Assigned task
Report every line of the records below that contains the word "eyebrow".

____

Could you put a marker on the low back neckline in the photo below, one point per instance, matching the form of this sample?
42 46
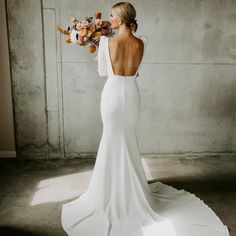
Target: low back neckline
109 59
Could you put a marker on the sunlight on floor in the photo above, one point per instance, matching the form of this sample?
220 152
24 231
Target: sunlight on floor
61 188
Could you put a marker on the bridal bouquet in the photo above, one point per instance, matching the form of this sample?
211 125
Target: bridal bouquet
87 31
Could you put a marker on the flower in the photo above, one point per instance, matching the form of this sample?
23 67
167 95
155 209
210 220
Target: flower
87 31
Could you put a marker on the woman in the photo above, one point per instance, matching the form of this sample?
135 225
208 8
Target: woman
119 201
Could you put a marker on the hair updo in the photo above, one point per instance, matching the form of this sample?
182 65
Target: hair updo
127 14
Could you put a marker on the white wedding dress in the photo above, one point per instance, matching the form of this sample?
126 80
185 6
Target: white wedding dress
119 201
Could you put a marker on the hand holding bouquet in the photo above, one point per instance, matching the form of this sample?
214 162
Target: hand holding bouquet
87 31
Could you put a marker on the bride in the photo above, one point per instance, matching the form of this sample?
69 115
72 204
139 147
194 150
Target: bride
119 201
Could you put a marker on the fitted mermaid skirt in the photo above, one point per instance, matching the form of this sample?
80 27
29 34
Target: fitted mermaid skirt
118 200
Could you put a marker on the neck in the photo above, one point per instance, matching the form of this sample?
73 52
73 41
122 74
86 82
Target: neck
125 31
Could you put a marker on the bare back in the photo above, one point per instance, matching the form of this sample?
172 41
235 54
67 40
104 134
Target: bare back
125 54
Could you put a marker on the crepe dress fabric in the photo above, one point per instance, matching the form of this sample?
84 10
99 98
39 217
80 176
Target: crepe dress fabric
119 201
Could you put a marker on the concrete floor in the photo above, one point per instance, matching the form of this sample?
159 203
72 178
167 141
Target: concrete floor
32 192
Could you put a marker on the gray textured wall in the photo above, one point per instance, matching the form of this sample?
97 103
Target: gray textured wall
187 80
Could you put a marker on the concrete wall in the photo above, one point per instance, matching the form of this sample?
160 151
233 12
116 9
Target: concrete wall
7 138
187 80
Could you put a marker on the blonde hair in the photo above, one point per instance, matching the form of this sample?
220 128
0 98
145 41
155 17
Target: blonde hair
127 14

____

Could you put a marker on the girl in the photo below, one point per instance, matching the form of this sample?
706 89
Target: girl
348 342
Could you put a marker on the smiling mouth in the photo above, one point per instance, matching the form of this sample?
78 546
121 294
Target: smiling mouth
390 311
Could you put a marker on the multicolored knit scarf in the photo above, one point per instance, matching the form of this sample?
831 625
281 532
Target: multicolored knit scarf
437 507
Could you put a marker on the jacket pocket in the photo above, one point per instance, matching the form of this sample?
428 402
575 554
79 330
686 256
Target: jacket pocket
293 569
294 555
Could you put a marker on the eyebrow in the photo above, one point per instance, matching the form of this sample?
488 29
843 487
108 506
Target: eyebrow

____

Response to this exercise
Could you put a marker on the eyebrow in the photo above, one point per instance, matching the form of this sample?
Target: eyebrow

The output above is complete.